That's the opposite actually. If fix_endian is set, we don't have any
requirement on len alignment, because the cpu_to_be32(val) will save
us. But we have a problem when fix_endian is false an len is not
aligned on 4, because, AFAIR memcpy_toio() does 32-bit accesses when
things are properly aligned on 32 bits, and when that's not the case it
falls back to 16 or 8 bit accesses, which in our case may lead to data
loss on LE platforms.
> + */
> +static inline void vf610_nfc_wr_to_sram(void __iomem *dst, const void *src,
> + size_t len, bool fix_endian)
> +{
> + if (vf610_nfc_is_little_endian() && fix_endian) {
> + unsigned int i;
> +
> + for (i = 0; i < len; i += 4) {
> + u32 val;
> + memcpy(&val, src + i, min(sizeof(val), len - i));
> + __raw_writel(cpu_to_be32(val), dst + i);
> + }
> + } else {
> + memcpy_toio(dst, src, len);
> + }
> +}
> +
> /* Clear flags for upcoming command */
> static inline void vf610_nfc_clear_status(struct vf610_nfc *nfc)
> {
> @@ -489,6 +595,170 @@ static int vf610_nfc_dev_ready(struct mtd_info *mtd)

Source data
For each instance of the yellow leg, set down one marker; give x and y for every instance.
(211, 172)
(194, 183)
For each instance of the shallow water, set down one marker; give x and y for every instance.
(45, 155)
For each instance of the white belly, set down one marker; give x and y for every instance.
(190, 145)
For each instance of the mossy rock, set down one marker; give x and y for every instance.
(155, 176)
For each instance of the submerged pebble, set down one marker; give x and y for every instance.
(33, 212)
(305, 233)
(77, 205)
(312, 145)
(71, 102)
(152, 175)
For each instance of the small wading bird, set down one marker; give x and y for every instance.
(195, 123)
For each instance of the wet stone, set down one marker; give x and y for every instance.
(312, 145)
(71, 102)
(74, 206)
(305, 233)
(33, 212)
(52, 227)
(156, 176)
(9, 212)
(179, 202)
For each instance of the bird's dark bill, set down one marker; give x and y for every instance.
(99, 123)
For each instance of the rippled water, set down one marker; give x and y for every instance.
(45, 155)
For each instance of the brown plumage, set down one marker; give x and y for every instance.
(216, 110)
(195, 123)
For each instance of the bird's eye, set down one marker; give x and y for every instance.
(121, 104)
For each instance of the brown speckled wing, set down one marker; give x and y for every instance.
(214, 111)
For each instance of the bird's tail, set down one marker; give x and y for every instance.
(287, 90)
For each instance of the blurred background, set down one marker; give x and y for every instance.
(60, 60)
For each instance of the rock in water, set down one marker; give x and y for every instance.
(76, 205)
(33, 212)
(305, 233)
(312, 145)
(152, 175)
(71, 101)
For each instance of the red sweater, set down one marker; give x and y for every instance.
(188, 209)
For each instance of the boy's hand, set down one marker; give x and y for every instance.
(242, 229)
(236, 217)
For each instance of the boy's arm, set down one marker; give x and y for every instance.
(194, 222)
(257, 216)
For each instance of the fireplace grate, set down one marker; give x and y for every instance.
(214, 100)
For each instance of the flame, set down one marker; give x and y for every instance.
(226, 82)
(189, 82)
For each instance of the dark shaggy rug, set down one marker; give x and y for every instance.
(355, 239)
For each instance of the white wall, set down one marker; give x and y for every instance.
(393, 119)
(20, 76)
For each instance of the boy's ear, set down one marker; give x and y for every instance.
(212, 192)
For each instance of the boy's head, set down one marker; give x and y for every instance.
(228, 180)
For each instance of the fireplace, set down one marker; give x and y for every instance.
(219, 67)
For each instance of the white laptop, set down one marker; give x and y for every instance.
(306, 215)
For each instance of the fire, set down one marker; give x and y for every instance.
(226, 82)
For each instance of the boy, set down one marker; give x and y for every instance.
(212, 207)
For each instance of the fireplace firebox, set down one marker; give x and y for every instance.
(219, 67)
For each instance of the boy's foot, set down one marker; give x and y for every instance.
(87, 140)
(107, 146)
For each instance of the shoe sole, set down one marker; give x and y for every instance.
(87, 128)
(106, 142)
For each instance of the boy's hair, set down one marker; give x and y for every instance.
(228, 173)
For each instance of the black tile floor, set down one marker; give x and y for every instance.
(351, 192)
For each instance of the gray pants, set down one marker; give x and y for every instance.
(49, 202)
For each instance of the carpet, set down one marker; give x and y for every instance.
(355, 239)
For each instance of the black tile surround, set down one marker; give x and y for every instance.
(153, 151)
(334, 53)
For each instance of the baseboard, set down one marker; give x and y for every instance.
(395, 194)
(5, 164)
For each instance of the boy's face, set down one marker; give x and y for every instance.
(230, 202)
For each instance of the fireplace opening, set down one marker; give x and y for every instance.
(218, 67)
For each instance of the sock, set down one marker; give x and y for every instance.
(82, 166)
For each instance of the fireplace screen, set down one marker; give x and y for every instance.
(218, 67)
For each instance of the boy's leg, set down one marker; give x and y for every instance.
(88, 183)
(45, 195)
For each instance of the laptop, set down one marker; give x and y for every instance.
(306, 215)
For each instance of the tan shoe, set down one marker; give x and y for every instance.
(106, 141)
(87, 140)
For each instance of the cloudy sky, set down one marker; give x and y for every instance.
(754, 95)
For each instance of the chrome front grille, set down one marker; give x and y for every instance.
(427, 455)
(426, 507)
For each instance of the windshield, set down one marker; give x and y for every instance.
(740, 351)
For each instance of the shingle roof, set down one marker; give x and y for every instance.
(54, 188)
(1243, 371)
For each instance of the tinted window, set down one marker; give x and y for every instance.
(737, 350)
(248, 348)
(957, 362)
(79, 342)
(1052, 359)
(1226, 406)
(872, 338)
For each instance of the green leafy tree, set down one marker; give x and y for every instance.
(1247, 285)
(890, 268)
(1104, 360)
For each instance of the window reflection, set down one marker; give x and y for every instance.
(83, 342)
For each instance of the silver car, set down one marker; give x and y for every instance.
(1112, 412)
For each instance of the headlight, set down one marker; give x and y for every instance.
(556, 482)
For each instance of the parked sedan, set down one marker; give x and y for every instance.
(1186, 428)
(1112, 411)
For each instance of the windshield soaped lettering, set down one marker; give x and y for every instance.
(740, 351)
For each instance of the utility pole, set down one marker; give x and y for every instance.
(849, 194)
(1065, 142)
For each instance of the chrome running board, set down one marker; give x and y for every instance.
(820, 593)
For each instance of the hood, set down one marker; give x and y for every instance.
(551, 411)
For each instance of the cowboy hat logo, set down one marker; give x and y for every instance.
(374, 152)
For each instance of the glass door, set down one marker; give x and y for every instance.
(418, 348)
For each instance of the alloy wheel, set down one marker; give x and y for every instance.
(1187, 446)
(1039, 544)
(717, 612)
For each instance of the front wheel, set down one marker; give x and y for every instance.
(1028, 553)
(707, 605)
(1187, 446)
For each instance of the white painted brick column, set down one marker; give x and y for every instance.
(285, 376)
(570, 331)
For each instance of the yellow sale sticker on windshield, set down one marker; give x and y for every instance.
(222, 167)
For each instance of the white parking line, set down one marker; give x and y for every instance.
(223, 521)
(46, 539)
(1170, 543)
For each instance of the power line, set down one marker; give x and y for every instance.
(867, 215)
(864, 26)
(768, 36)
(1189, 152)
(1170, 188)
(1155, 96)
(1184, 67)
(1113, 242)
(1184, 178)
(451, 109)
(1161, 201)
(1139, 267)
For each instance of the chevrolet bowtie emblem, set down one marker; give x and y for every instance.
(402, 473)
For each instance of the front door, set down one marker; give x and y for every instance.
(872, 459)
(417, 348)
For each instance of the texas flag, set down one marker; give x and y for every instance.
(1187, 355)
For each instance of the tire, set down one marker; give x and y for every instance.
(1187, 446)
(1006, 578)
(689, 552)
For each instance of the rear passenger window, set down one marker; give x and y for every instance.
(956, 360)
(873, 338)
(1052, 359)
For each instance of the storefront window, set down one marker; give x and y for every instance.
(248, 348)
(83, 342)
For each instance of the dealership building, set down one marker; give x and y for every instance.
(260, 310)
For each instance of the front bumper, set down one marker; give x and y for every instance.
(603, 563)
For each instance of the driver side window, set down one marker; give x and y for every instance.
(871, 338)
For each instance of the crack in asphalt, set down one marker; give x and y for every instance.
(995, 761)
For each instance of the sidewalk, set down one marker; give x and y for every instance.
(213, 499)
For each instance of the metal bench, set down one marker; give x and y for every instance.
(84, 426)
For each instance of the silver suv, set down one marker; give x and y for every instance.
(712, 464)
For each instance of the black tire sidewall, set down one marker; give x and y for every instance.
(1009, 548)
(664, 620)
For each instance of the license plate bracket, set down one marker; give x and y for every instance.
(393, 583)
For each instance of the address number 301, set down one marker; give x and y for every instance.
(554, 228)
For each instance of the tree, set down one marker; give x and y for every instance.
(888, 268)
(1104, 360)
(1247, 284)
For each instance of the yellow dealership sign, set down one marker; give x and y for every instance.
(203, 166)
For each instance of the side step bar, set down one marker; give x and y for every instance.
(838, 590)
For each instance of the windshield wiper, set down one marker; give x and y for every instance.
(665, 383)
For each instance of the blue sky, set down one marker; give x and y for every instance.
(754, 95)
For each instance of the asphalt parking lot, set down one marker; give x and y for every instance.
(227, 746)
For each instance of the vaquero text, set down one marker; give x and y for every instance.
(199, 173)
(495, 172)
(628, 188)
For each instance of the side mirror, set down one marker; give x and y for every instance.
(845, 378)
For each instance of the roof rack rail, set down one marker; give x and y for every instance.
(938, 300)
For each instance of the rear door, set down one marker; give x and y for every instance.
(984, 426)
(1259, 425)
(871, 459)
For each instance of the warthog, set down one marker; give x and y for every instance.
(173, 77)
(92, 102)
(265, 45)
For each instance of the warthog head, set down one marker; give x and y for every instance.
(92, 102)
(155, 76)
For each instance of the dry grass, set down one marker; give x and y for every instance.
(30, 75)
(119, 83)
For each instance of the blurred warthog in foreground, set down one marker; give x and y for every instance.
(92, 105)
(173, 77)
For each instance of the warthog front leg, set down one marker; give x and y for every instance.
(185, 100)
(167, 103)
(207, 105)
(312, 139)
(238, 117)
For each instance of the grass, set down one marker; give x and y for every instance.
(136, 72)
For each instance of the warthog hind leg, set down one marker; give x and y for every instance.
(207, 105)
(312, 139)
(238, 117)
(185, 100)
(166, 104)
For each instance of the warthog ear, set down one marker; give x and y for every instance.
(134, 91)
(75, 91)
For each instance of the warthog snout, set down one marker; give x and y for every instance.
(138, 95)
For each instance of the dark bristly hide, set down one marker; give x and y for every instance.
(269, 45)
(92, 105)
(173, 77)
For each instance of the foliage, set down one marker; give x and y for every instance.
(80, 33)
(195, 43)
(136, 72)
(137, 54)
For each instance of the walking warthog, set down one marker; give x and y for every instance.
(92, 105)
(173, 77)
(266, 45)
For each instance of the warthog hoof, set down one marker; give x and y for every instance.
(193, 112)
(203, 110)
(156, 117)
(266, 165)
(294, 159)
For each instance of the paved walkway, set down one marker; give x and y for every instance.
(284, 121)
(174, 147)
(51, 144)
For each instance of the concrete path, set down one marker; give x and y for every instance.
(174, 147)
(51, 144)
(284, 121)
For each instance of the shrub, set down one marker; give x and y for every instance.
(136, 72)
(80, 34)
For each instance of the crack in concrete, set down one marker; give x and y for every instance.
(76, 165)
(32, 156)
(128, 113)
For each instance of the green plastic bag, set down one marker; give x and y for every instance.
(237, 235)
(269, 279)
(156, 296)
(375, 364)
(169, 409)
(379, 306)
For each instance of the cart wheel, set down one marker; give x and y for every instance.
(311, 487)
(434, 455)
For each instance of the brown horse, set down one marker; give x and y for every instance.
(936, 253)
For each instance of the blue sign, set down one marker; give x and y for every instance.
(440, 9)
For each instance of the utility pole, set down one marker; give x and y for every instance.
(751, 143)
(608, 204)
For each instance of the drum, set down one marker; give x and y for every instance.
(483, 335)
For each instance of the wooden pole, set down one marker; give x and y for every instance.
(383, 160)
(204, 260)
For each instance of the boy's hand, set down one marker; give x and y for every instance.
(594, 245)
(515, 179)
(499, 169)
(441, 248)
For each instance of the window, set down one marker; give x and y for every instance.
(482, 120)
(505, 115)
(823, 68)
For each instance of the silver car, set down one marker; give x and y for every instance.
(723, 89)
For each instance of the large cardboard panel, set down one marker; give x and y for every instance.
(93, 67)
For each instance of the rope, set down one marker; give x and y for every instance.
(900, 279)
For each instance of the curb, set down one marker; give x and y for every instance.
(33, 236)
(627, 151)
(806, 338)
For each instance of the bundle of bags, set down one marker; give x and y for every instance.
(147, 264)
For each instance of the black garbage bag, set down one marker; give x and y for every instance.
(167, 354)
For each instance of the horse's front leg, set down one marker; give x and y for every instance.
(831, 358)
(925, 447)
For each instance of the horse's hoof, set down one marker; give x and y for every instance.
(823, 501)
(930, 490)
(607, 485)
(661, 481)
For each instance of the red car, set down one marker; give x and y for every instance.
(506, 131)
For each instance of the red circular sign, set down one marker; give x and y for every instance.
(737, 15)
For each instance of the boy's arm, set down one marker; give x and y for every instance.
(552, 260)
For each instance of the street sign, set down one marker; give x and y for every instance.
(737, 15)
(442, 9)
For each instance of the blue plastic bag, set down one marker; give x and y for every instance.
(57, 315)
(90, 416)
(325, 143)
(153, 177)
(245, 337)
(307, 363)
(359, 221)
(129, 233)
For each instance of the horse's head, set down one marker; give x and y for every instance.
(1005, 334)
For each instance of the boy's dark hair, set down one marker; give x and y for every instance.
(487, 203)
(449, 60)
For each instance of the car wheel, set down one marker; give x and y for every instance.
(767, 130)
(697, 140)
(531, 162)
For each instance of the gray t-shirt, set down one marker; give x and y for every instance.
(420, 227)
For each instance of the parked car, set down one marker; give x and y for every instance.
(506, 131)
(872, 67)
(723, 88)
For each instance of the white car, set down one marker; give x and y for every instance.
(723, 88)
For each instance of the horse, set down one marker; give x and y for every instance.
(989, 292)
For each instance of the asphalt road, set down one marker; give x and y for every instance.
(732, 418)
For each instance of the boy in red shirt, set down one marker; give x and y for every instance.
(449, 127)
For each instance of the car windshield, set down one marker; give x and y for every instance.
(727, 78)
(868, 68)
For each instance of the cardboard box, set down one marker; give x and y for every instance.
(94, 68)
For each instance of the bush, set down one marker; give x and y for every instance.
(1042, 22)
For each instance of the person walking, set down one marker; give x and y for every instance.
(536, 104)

- [TASK SET]
1. In the vf610 NFC patch review, which case does the reviewer say causes a problem?
2. Continue the vf610 NFC patch review from the point where it stops.

- [ANSWERS TO THE TASKS]
1. The case where fix_endian is false and len is not aligned on 4.

2.
> return 1;
> }
>
> +static inline void vf610_nfc_run(struct vf610_nfc *nfc, u32 col, u32 row, u32 cmd1, u32 cmd2, u32 trfr_sz)
> +{
> + vf610_nfc_set_field(nfc, NFC_COL_ADDR, COL_ADDR_MASK,
> + COL_ADDR_SHIFT, col);
> +
> + vf610_nfc_set_field(nfc, NFC_ROW_ADDR, ROW_ADDR_MASK,
> + ROW_ADDR_SHIFT, row);
> +
> + vf610_nfc_write(nfc, NFC_SECTOR_SIZE, trfr_sz);
> + vf610_nfc_write(nfc, NFC_FLASH_CMD1, cmd1);
> + vf610_nfc_write(nfc, NFC_FLASH_CMD2, cmd2);
> +
> + dev_dbg(nfc->dev, "col 0x%08x, row 0x%08x, cmd1 0x%08x, cmd2 0x%08x, trfr_sz %d\n",
> + col, row, cmd1, cmd2, trfr_sz);
> +
> + vf610_nfc_done(nfc);
> +}
> +
> +static inline const struct nand_op_instr *vf610_get_next_instr(
> + const struct nand_subop *subop, int *op_id)
> +{
> + if (*op_id + 1 >= subop->ninstrs)
> + return NULL;
> +
> + (*op_id)++;
> +
> + return &subop->instrs[*op_id];
> +}
> +
> +static int vf610_nfc_cmd(struct nand_chip *chip,
> + const struct nand_subop *subop)
> +{
> + const struct nand_op_instr *instr;
> + struct vf610_nfc *nfc = chip_to_nfc(chip);
> + int op_id = -1, trfr_sz = 0, offset;
> + u32 col = 0, row = 0, cmd1 = 0, cmd2 = 0, code = 0;
> + bool force8bit = false;
> +
> + /*
> + * Some ops are optional, but the hardware requires the operations
> + * to be in this exact order.
> + * The op parser enforces the order and makes sure that there isn't
> + * a read and write element in a single operation.
> + */
> + instr = vf610_get_next_instr(subop, &op_id);
> + if (!instr)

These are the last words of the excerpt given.